Given problem 1. From the rows, give as a numbered list the lines beginning at the line that has "If you could indicate the microphone stand" and ending after the line that has "point(257, 242)", leaving out any blank lines.

Passage.
KellySt@aol.com wrote:
>In a message dated 12/4/97 9:27:13 PM, kuo@bit.csc.lsu.edu wrote:

>>KellySt@aol.com wrote:
>>>In a message dated 12/1/97 7:50:01 AM, kuo@bit.csc.lsu.edu wrote:

>>>>You can say Forwards pure sail system is also "simple brute force tech".
>>>>Actually, it requires much less technology than this "fuel/sail" idea.
>>>>It doesn't require exotic fusion technology.

>>>However the drop sail/reflector had serious problems and would probably not
>>>be able to function, much less acuratly target and decelerate the ship.
>>> Which is why we droped it from consideration a couple years ago.

>>The technical problems with Forward's pure sail system are dwarfed by
>>the technical challenge of building the astronomical beam emitter
>>system in the first place.

>Not really, the latter is just a question of scale.  We could certainly build
>it, we just could afford it.  Forwards system is probably technically
>impossible regardless of cost.

It's not just a question of scale.  The emitter system has to roughly
keep "flat", and it's inconceivably huge (the emitter for the
deceleration leg must fire its beam over interstellar distances).
If you can create that interstellar beam emitter system at all,
the rest seems like child's play.

Data provided.
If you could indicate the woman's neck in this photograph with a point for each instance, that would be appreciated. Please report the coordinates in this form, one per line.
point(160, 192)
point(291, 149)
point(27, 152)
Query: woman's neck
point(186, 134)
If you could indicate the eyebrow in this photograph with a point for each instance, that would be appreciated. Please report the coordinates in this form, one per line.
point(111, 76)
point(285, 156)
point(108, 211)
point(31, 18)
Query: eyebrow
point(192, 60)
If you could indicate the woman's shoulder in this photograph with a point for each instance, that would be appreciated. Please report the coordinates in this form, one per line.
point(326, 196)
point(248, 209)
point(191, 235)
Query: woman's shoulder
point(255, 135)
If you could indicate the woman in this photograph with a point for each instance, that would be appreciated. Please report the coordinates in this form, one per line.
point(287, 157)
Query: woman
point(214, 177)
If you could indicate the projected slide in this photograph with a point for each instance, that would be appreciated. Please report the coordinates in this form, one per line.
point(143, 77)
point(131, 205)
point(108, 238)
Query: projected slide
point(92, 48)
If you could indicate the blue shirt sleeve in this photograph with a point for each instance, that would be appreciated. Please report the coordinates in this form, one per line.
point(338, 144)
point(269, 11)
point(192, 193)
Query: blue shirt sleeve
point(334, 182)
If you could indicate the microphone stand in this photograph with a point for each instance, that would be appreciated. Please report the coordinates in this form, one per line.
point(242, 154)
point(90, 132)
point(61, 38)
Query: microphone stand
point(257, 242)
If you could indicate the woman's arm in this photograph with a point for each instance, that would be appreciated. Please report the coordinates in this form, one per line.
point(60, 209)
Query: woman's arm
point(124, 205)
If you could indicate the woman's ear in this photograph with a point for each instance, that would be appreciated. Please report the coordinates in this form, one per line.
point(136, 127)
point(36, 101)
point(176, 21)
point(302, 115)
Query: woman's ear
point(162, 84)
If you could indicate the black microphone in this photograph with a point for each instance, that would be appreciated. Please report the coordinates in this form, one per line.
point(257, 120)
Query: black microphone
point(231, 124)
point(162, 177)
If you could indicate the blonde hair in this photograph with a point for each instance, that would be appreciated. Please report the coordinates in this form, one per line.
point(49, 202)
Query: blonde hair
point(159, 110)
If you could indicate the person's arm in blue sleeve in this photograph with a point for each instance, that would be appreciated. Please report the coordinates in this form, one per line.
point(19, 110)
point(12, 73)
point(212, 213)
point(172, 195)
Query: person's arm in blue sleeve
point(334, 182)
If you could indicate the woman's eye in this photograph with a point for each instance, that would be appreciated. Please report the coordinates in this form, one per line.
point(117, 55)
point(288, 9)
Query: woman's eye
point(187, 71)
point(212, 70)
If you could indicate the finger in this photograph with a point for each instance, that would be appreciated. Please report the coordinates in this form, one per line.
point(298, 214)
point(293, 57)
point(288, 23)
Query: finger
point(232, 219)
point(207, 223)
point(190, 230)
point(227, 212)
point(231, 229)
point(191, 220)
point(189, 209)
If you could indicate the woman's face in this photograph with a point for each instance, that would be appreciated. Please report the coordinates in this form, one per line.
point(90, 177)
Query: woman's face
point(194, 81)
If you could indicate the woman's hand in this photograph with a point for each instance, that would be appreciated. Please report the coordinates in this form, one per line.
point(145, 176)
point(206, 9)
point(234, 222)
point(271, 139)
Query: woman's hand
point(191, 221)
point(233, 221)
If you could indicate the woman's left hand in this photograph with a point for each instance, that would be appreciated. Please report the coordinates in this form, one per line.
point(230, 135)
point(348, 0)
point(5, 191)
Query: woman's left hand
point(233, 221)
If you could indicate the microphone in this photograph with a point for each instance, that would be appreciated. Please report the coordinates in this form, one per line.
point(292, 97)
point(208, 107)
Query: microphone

Given problem 2. In the passage, what must the emitter for the deceleration leg do?

Exercise output 1.
1. If you could indicate the microphone stand in this photograph with a point for each instance, that would be appreciated. Please report the coordinates in this form, one per line.
2. point(242, 154)
3. point(90, 132)
4. point(61, 38)
5. Query: microphone stand
6. point(257, 242)

Exercise output 2. It must fire its beam over interstellar distances.